▶ [Work required] Which lines of the data contain the string "boat"? Return every such line, treating case as significant.
[START Record set]
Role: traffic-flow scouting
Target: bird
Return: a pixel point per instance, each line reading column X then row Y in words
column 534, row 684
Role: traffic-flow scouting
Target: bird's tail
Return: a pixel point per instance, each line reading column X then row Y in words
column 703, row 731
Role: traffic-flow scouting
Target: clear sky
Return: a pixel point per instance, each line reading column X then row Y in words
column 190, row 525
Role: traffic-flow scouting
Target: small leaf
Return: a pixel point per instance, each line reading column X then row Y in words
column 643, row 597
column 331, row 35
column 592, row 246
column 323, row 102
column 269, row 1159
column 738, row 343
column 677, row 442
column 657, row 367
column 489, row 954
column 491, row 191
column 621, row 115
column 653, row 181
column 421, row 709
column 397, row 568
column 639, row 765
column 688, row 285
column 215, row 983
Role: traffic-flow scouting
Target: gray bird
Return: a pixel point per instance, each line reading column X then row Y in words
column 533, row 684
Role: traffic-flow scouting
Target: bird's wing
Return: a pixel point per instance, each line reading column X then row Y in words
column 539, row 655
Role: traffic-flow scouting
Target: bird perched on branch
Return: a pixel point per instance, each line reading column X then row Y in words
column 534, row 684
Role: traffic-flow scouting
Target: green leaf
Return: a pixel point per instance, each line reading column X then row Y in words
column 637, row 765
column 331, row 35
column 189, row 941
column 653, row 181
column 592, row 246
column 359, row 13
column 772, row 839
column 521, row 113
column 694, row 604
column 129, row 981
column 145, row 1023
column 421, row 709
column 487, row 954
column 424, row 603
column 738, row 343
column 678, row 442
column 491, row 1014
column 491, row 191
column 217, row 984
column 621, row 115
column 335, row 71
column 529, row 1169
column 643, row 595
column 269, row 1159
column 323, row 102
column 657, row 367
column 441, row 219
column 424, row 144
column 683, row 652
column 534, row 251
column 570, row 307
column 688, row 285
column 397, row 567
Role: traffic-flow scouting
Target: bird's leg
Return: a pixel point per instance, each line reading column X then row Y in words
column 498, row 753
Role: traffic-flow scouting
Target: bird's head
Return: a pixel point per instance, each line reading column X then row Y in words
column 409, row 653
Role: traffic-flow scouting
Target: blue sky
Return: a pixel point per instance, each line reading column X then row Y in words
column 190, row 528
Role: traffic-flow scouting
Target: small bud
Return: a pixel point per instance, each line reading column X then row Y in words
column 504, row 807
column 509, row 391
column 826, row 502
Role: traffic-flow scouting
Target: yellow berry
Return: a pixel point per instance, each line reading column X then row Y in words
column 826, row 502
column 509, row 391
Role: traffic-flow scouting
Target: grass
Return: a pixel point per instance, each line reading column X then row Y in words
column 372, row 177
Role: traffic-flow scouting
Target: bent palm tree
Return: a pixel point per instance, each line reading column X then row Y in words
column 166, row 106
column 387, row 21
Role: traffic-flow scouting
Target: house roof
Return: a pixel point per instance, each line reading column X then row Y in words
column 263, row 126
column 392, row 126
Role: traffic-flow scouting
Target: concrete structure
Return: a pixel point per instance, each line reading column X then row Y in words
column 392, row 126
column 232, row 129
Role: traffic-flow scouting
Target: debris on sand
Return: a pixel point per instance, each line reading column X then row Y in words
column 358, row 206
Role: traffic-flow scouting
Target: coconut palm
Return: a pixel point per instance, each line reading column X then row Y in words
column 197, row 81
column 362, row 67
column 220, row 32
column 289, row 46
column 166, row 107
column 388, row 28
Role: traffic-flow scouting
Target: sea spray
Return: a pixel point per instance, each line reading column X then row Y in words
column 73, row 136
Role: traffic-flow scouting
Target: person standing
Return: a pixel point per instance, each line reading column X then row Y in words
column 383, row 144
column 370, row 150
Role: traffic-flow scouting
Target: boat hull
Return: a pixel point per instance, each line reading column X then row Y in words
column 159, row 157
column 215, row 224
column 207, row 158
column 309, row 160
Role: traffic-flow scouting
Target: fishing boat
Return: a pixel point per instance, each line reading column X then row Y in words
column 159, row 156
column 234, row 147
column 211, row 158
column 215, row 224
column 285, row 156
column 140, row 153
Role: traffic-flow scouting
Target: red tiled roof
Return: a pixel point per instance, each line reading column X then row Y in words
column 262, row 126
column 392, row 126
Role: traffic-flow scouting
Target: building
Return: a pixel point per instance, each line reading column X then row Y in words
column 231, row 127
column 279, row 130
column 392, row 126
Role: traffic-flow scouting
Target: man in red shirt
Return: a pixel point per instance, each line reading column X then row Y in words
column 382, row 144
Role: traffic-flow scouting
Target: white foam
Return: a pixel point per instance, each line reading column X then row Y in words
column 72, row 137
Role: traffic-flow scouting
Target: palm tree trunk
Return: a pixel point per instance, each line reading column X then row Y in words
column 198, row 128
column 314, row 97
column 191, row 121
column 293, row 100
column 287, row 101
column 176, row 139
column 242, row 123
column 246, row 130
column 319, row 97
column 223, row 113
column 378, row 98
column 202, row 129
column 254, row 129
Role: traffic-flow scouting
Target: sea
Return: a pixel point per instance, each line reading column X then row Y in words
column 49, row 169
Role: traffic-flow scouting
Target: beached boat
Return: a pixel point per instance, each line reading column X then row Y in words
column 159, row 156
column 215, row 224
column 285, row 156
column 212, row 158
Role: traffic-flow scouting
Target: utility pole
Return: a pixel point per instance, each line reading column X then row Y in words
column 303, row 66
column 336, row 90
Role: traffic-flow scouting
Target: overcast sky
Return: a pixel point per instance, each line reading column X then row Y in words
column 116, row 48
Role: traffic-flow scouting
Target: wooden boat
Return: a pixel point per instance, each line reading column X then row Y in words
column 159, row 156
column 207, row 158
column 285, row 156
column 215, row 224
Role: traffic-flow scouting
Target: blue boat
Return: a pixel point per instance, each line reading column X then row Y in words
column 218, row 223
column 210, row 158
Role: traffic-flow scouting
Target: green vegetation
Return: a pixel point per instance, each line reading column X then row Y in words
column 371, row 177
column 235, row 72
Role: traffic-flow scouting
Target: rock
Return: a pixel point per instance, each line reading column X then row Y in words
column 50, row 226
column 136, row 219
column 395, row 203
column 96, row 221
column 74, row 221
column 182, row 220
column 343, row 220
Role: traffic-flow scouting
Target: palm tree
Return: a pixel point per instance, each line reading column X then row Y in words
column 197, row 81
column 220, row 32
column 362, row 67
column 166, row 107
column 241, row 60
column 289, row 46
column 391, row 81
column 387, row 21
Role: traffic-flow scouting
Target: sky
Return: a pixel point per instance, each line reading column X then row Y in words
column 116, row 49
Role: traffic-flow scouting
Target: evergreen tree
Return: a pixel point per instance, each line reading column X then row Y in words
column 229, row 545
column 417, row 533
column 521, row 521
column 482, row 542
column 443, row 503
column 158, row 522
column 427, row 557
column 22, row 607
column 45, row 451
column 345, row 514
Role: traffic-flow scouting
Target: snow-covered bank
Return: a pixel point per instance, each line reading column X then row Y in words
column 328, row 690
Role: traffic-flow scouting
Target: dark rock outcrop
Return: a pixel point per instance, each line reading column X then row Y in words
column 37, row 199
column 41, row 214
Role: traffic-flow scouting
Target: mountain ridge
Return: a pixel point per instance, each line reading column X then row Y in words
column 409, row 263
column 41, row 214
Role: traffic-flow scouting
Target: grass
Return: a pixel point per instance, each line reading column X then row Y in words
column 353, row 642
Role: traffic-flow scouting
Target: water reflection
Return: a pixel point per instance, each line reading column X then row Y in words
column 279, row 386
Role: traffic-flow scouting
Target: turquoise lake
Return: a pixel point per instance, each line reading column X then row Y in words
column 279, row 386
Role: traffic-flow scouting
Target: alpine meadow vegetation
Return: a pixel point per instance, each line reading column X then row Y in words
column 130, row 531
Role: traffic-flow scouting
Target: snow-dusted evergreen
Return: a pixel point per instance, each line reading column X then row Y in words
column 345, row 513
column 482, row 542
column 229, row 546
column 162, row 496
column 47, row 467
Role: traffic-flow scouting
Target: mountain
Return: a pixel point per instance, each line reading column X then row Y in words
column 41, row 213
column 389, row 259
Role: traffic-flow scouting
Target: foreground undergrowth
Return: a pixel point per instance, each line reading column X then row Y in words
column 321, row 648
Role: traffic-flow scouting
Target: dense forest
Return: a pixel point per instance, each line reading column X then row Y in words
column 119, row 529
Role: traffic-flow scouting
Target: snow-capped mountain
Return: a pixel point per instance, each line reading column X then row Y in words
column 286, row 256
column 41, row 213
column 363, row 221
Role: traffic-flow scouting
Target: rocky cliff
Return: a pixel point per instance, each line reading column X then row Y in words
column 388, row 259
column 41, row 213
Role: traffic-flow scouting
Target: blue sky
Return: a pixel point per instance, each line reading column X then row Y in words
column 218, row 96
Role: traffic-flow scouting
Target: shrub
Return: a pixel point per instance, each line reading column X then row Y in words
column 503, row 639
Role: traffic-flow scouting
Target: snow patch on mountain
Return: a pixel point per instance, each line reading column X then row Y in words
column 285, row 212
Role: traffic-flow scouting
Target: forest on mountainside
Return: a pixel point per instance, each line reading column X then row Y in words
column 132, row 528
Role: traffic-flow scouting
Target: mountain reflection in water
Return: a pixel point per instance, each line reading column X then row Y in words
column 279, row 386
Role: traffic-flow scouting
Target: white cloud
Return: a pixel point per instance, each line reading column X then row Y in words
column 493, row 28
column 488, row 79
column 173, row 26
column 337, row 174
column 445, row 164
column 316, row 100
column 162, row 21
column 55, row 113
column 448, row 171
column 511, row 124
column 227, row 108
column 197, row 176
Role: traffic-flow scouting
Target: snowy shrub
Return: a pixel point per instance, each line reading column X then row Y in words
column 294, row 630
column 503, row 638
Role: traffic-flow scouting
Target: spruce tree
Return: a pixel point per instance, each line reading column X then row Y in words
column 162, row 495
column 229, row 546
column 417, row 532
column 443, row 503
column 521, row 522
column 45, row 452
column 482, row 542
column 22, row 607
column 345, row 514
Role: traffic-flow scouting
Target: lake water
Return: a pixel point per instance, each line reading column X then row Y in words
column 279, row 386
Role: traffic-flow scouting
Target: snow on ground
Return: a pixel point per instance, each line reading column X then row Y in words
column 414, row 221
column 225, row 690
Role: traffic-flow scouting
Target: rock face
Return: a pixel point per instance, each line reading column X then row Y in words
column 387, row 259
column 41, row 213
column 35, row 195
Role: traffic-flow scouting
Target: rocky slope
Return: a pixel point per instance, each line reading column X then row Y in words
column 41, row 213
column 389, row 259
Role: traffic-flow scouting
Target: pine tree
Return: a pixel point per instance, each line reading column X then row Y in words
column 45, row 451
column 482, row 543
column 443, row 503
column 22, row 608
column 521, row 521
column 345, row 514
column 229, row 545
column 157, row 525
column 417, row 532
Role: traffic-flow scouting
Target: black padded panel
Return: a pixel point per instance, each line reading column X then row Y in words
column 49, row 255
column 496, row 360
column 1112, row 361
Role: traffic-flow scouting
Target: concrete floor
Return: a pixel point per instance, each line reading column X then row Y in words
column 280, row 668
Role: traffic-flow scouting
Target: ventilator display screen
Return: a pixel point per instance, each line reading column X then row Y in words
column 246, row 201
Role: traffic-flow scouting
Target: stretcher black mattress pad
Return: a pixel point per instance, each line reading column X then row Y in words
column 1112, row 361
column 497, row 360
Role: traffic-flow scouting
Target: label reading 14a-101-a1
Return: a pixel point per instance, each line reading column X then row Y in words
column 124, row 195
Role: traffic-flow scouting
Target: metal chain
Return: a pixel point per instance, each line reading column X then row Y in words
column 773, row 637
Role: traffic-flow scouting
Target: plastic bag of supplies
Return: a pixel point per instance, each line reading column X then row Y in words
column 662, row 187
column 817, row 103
[END Record set]
▶ [The solution]
Target: boat hull
Target: fishing boat
Target: beached boat
Target: wooden boat
Target: blue boat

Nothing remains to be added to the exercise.